## Written request
Convert everything from the start of the records down to and including the line containing "(1102, 632)" into a Markdown table with the columns Row and Line, giving each line a row number and skipping blank lines. Leave the pictures out of the table.

Point annotations for photos:

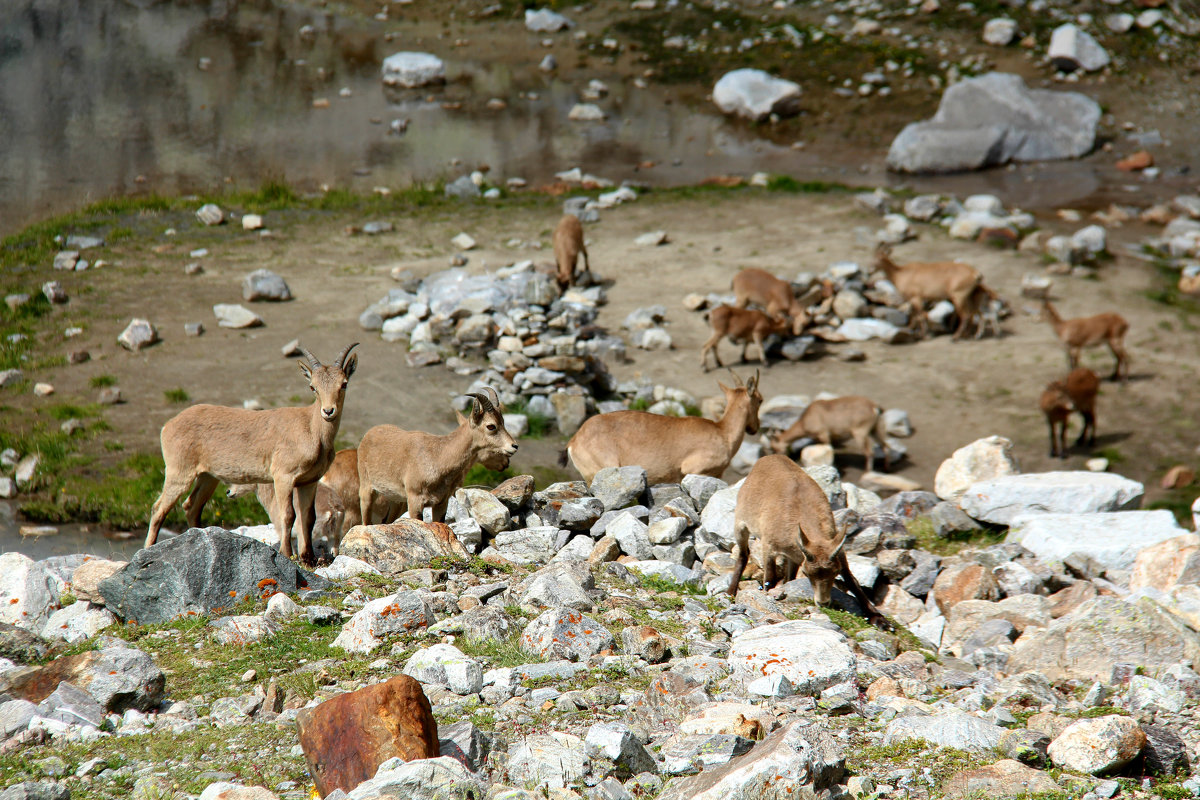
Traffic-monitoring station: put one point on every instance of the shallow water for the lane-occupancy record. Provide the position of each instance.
(107, 97)
(71, 539)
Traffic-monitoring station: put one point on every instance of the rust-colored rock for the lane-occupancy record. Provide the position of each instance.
(1157, 215)
(606, 548)
(964, 582)
(1138, 161)
(1177, 477)
(1167, 564)
(345, 739)
(402, 546)
(1067, 600)
(1189, 284)
(1005, 779)
(1002, 238)
(883, 687)
(87, 577)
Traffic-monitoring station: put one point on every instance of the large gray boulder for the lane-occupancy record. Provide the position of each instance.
(1000, 500)
(425, 779)
(197, 572)
(755, 95)
(951, 728)
(797, 761)
(264, 284)
(995, 119)
(1110, 540)
(28, 594)
(413, 70)
(1102, 632)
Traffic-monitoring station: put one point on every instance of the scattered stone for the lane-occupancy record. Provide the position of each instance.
(346, 739)
(210, 215)
(1098, 746)
(413, 70)
(1000, 31)
(263, 284)
(1072, 48)
(979, 461)
(137, 335)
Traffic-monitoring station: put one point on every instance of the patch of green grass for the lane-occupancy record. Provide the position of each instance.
(498, 653)
(715, 35)
(479, 475)
(121, 495)
(942, 762)
(659, 584)
(64, 411)
(922, 528)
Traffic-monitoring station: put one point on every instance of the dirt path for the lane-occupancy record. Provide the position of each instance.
(954, 392)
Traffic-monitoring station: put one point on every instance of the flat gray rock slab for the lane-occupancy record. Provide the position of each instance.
(1110, 540)
(1000, 500)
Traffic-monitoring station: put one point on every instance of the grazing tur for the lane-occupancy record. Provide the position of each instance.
(741, 325)
(568, 245)
(667, 447)
(328, 513)
(754, 286)
(790, 516)
(1091, 331)
(417, 470)
(829, 421)
(1077, 392)
(929, 282)
(288, 447)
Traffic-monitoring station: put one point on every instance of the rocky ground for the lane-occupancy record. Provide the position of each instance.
(591, 649)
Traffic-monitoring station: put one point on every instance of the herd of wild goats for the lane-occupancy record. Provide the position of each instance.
(287, 455)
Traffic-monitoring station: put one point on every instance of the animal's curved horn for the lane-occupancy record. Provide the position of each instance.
(481, 402)
(341, 356)
(313, 361)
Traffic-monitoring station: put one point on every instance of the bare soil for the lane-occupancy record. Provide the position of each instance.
(954, 392)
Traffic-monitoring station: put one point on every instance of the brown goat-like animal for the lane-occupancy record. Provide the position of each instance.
(829, 421)
(1077, 392)
(742, 325)
(568, 245)
(328, 512)
(785, 510)
(929, 282)
(667, 447)
(755, 286)
(418, 470)
(1091, 331)
(289, 447)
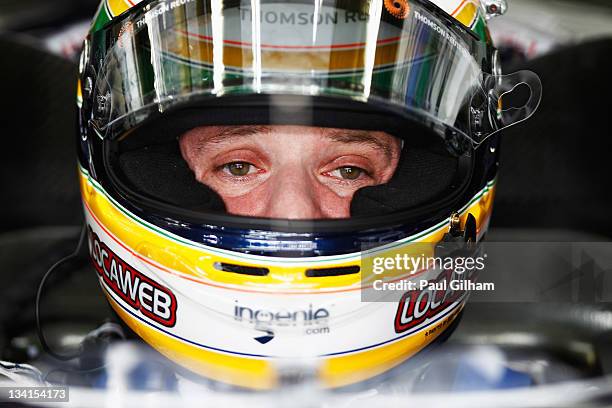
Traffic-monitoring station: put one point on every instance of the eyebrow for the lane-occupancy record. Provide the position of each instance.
(362, 137)
(348, 136)
(231, 132)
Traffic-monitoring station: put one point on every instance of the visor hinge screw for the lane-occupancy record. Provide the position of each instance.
(455, 224)
(88, 87)
(495, 8)
(102, 103)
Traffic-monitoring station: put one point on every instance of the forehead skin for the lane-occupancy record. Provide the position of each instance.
(295, 169)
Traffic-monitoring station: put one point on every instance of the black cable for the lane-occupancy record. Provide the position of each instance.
(41, 285)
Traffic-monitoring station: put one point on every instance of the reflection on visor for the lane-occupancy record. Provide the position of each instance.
(174, 52)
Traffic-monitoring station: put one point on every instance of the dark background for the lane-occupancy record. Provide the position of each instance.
(554, 168)
(554, 185)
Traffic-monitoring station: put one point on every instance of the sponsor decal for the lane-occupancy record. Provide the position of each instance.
(137, 290)
(313, 319)
(281, 317)
(428, 300)
(398, 8)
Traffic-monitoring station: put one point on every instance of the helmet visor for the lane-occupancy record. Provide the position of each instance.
(408, 57)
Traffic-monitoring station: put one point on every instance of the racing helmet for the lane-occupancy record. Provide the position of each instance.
(232, 297)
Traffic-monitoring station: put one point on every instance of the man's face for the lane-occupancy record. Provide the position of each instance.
(290, 172)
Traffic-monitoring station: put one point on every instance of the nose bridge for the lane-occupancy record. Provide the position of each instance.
(293, 195)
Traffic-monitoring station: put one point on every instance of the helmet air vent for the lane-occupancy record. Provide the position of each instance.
(241, 269)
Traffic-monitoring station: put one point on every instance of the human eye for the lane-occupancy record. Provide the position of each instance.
(349, 173)
(239, 169)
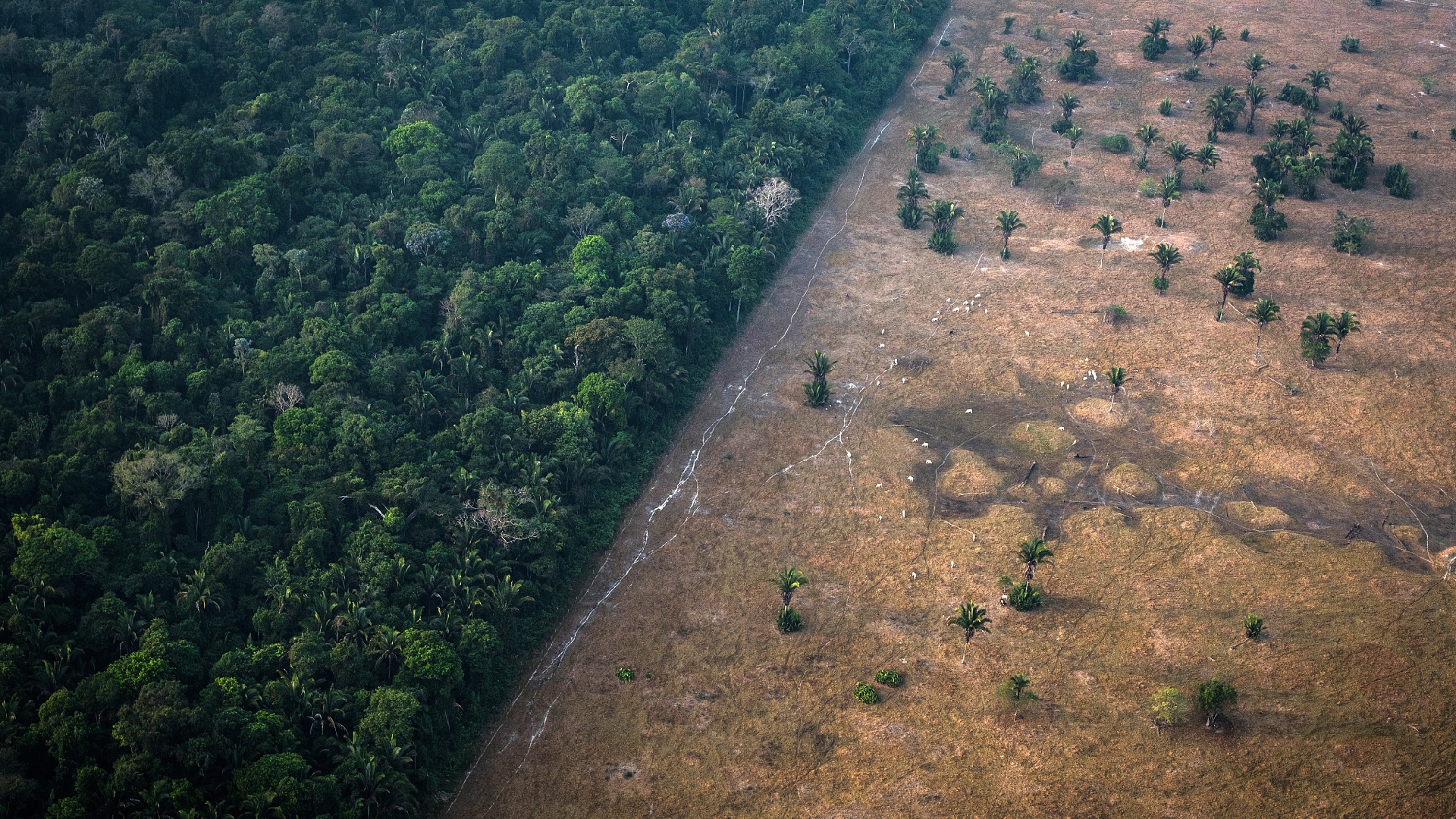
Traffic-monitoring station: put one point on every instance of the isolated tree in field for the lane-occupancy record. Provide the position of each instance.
(1116, 378)
(927, 148)
(1256, 63)
(1008, 222)
(1178, 152)
(943, 219)
(788, 580)
(1264, 312)
(1313, 337)
(971, 618)
(1147, 134)
(1068, 102)
(1318, 80)
(1207, 158)
(1107, 224)
(1256, 95)
(1074, 136)
(1215, 36)
(1197, 46)
(1165, 256)
(1034, 553)
(1213, 697)
(956, 61)
(910, 196)
(1169, 707)
(1228, 278)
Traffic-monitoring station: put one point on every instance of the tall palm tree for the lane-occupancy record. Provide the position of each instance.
(1008, 222)
(1207, 156)
(1147, 134)
(1264, 312)
(1215, 36)
(1166, 257)
(1256, 63)
(1116, 378)
(971, 618)
(1034, 553)
(1256, 95)
(1069, 102)
(1318, 80)
(788, 580)
(1178, 153)
(1345, 325)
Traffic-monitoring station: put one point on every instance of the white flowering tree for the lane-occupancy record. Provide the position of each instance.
(775, 197)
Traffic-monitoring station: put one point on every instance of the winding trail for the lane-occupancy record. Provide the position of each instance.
(525, 719)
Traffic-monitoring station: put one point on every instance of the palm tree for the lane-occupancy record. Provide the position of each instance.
(1345, 325)
(1256, 63)
(1215, 36)
(971, 618)
(1166, 257)
(1178, 153)
(1207, 156)
(1147, 134)
(1116, 378)
(1316, 80)
(1315, 333)
(1034, 553)
(1228, 278)
(1008, 222)
(1197, 46)
(1069, 102)
(1264, 312)
(1256, 95)
(788, 580)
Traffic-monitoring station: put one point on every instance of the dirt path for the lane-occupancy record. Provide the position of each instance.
(954, 376)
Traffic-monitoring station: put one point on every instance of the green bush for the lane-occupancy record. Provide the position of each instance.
(867, 692)
(1024, 596)
(789, 620)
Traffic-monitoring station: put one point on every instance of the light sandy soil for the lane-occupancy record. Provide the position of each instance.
(1315, 499)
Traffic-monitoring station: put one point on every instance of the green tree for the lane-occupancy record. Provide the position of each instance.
(1008, 222)
(970, 618)
(1264, 312)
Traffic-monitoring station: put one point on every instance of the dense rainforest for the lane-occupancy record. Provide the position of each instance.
(334, 340)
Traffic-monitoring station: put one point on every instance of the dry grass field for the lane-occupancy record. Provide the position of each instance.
(1320, 499)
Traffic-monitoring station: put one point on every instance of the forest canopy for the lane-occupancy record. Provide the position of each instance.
(334, 340)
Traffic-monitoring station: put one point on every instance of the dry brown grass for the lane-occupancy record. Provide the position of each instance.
(1345, 710)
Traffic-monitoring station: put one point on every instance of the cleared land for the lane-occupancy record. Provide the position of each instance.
(1316, 499)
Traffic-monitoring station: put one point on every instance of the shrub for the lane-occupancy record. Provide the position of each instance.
(1253, 627)
(1117, 143)
(1024, 596)
(867, 692)
(789, 620)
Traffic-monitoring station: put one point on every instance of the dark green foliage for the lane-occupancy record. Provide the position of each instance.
(1213, 697)
(889, 676)
(337, 338)
(788, 620)
(1116, 143)
(1398, 181)
(1024, 596)
(1253, 627)
(867, 692)
(1350, 232)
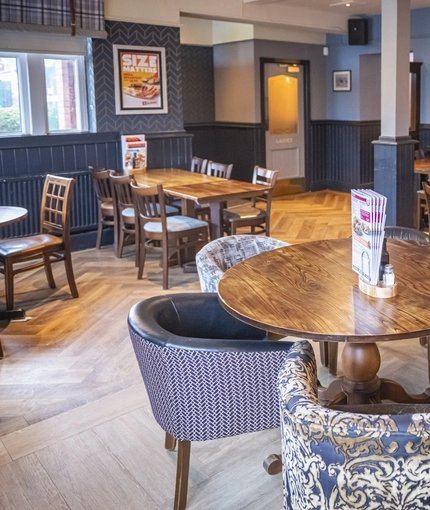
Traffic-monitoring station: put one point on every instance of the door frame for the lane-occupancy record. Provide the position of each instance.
(306, 105)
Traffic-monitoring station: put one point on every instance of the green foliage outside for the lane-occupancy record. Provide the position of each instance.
(10, 120)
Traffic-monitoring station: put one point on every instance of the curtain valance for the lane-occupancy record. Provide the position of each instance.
(81, 17)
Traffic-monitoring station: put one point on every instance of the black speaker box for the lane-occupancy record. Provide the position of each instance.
(357, 32)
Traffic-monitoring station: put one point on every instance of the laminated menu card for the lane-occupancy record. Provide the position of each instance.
(368, 223)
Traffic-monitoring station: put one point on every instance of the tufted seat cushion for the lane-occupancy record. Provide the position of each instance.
(28, 244)
(175, 224)
(243, 211)
(216, 257)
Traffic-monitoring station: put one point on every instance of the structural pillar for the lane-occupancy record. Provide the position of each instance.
(394, 150)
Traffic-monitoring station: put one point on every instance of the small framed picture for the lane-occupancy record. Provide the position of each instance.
(342, 81)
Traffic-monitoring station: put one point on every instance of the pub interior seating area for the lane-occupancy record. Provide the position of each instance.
(238, 195)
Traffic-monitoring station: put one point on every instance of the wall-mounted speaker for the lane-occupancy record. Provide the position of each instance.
(358, 32)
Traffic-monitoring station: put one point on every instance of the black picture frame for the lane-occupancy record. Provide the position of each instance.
(342, 81)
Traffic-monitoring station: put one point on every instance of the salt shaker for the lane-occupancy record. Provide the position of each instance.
(388, 277)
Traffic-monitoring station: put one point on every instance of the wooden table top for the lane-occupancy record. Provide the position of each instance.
(10, 214)
(170, 177)
(310, 291)
(422, 166)
(198, 187)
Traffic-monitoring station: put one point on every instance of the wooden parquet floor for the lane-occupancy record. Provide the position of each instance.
(76, 428)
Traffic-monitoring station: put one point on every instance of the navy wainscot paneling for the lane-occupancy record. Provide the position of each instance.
(229, 142)
(25, 161)
(342, 156)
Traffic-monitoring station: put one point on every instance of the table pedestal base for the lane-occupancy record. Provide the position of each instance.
(361, 385)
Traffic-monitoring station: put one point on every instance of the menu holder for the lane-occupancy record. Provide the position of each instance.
(376, 290)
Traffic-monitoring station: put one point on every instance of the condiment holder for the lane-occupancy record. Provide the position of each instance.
(376, 290)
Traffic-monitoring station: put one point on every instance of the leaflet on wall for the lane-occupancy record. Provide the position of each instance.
(140, 80)
(133, 152)
(368, 223)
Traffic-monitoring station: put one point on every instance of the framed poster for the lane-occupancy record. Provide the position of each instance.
(133, 152)
(140, 80)
(342, 81)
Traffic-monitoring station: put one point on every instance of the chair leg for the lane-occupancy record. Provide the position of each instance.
(70, 275)
(169, 442)
(8, 277)
(142, 257)
(121, 235)
(48, 271)
(182, 471)
(165, 259)
(428, 357)
(332, 358)
(99, 234)
(324, 353)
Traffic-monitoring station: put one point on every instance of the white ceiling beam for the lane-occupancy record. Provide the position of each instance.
(278, 14)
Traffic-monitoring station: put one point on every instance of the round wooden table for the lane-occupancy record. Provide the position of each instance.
(10, 214)
(310, 291)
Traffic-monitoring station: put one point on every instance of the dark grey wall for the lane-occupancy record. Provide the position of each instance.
(137, 35)
(198, 84)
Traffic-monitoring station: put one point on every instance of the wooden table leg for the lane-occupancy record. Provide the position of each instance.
(216, 220)
(361, 384)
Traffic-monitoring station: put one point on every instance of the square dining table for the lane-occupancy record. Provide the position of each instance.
(193, 187)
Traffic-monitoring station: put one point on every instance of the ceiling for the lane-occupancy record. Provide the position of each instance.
(357, 7)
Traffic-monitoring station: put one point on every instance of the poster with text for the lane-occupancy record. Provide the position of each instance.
(140, 80)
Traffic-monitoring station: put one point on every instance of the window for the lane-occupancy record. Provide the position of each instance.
(41, 94)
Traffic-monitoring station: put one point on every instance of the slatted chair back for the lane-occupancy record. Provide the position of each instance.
(150, 204)
(55, 207)
(219, 169)
(199, 165)
(121, 190)
(102, 184)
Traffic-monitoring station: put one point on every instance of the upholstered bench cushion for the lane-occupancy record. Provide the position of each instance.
(27, 244)
(176, 224)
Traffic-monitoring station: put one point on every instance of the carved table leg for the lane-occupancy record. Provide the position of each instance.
(273, 464)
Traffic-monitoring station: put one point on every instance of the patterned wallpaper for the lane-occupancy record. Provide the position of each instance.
(198, 84)
(137, 35)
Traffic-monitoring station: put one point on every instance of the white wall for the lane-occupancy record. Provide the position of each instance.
(234, 82)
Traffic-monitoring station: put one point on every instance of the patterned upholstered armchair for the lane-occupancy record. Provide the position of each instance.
(216, 257)
(207, 374)
(343, 460)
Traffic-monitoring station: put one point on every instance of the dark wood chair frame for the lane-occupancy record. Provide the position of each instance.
(52, 245)
(150, 206)
(103, 189)
(199, 165)
(124, 227)
(219, 169)
(260, 224)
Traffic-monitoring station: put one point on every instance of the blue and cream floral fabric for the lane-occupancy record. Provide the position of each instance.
(335, 460)
(215, 258)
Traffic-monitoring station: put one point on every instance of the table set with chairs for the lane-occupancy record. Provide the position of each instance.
(187, 207)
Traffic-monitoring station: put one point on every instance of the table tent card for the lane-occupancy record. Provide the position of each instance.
(368, 224)
(133, 152)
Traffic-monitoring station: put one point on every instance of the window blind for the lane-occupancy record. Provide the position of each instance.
(76, 17)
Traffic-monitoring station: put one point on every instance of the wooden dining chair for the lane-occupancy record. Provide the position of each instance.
(177, 234)
(219, 170)
(124, 216)
(199, 165)
(51, 245)
(247, 214)
(103, 189)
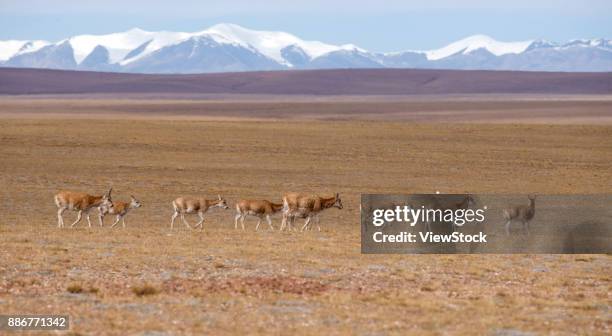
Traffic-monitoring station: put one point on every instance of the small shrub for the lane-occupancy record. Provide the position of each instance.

## Response for this exercise
| Row | Line |
|---|---|
| 1 | Traffic-monitoring station: put one point on every instance of the shallow water for the lane-occupancy record. Provide the position of each instance. |
| 2 | (107, 97) |
| 3 | (71, 539) |
| 4 | Traffic-monitoring station: put one point on every instance of the rust-colored rock for the lane-occupancy record. Provide the position of each instance. |
| 5 | (1157, 215) |
| 6 | (606, 548) |
| 7 | (964, 582) |
| 8 | (1138, 161) |
| 9 | (1177, 477) |
| 10 | (1167, 564) |
| 11 | (345, 739) |
| 12 | (402, 546) |
| 13 | (1067, 600) |
| 14 | (1189, 284) |
| 15 | (1005, 779) |
| 16 | (1002, 238) |
| 17 | (883, 687) |
| 18 | (87, 577) |
| 19 | Traffic-monitoring station: put one point on every instance of the large gray boulder for the lane-occupancy record. Provide the position of each instance. |
| 20 | (1000, 500) |
| 21 | (425, 779) |
| 22 | (197, 572) |
| 23 | (755, 95) |
| 24 | (951, 728) |
| 25 | (797, 761) |
| 26 | (264, 284) |
| 27 | (995, 119) |
| 28 | (1110, 540) |
| 29 | (28, 594) |
| 30 | (413, 70) |
| 31 | (1102, 632) |